- **Extrait du document**
┌────────

Billet invité.
Je viens de terminer Et les faibles subiront ce qu’ils doivent ? de Yanis Varoufakis, que j’ai acheté malgré la maladresse de son titre en français, parce que j’avais été intrigué par la critique favorable publiée dans Le Monde.
Je doute que la « modeste proposition » qui en est la conclusion ait beaucoup de chances d’être appliquée. Par contre j’ai trouvé l’historique des échanges internationaux depuis 1945 à la fois compréhensible et cohérent (il est d’autant plus compréhensible qu’il est cohérent).
Ce qui me semble particulièrement intéressant dans ce livre c’est que la nécessité d’une compensation telle que le bancor devient tout à fait évidente même pour ceux qui ne sont pas à l’aise en matière financière. Des exemples comme le plan Marshall, le SME ou l’euro sont tout à fait convaincants.

└────────

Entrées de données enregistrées

┌────────

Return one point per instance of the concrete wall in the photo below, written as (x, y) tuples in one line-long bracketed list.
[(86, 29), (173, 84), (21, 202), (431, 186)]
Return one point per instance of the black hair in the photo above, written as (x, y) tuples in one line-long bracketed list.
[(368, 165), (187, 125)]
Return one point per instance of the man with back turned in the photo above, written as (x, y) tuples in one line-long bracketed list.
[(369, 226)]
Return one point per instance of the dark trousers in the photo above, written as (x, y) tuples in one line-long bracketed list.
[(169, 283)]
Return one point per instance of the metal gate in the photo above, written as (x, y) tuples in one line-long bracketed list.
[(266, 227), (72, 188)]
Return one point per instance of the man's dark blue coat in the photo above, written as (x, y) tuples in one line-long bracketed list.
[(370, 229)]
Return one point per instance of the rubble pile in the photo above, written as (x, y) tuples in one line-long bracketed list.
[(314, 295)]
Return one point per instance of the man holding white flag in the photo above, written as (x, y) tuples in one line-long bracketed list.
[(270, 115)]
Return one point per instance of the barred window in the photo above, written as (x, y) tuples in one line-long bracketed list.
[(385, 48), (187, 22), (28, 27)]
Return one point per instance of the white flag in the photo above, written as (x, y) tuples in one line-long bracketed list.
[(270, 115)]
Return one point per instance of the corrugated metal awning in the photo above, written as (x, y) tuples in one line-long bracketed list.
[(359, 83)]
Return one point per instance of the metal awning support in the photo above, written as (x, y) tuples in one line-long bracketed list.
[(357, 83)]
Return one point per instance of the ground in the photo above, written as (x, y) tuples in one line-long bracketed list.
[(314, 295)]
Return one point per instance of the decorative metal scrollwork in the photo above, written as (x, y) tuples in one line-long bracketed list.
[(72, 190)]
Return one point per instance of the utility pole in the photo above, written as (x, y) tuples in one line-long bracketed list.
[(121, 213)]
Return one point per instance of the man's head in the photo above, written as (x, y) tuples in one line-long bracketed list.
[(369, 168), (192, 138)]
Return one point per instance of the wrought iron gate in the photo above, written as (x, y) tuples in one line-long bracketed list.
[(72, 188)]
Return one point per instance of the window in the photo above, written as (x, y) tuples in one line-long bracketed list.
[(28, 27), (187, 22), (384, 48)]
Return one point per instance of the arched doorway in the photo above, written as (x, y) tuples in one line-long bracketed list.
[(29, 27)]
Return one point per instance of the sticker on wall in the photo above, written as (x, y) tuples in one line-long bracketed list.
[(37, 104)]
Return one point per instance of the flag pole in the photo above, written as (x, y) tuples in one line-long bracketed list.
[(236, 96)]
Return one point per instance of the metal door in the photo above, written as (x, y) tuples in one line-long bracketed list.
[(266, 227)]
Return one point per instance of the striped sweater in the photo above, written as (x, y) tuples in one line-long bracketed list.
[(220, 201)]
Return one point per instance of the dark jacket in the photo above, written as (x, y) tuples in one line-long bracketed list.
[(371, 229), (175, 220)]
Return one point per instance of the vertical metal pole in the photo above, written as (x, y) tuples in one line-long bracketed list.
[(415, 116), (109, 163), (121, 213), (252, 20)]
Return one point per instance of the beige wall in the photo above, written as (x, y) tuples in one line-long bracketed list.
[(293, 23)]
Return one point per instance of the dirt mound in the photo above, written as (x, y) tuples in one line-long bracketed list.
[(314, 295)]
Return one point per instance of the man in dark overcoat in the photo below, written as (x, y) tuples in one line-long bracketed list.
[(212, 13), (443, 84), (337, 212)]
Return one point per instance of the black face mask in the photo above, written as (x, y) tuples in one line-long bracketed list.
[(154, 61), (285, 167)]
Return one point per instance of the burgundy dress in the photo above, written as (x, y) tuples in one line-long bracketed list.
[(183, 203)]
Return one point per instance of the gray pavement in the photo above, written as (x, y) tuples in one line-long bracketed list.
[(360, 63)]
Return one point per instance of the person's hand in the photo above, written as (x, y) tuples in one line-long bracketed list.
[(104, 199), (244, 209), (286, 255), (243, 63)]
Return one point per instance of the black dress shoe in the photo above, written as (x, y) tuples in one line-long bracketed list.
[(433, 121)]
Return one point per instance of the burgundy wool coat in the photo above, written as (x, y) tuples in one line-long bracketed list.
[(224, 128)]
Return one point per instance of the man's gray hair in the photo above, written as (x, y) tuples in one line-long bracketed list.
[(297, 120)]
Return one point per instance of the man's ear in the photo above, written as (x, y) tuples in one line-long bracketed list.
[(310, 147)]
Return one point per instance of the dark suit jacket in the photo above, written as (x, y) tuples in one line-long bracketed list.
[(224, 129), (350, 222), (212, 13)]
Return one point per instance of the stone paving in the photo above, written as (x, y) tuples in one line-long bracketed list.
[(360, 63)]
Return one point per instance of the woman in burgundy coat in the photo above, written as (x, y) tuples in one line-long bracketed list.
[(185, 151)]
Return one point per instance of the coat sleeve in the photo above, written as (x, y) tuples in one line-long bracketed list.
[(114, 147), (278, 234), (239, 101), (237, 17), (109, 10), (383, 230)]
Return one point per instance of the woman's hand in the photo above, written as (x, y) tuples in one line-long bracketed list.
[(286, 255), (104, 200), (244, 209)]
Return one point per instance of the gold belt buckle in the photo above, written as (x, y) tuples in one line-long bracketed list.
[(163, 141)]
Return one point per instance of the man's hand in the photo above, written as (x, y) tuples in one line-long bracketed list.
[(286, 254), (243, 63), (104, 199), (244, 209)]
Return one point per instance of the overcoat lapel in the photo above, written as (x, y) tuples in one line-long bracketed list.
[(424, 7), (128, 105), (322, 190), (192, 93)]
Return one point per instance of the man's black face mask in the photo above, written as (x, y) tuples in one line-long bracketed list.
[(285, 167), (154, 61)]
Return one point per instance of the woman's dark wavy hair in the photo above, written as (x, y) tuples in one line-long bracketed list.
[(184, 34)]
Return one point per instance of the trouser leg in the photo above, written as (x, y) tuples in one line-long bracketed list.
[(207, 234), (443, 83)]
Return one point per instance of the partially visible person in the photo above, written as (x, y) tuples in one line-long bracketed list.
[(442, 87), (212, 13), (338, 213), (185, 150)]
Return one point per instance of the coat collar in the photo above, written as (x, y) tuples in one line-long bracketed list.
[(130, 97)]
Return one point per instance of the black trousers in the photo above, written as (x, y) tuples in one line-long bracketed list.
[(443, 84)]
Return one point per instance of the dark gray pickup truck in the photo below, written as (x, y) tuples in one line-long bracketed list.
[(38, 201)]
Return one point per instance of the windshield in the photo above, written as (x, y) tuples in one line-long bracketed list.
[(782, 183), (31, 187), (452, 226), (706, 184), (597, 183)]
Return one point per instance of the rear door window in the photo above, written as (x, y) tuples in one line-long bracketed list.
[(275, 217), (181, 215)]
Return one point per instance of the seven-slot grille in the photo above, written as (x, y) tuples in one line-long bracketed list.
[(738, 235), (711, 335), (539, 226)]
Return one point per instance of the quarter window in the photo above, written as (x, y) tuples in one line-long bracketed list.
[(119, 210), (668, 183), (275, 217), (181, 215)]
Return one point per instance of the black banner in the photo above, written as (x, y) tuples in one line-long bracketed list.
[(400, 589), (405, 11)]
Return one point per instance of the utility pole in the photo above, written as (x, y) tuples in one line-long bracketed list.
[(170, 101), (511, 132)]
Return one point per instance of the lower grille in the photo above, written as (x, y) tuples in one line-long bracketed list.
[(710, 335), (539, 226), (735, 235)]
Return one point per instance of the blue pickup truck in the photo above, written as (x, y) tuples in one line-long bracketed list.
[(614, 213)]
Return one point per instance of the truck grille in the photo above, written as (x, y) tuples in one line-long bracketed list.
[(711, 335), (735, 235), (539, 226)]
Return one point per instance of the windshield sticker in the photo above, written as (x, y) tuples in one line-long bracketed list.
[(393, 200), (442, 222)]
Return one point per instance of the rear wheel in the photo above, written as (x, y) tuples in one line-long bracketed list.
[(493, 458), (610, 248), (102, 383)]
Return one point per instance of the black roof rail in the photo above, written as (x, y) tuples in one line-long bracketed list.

└────────

- **Nature de la tâche**
Dans l'extrait sur le livre de Yanis Varoufakis, qu'est-ce qui a poussé à acheter cet ouvrage ? Réponds en t'appuyant uniquement sur l'extrait.

- **Voici la réponse**
Une critique favorable publiée dans Le Monde.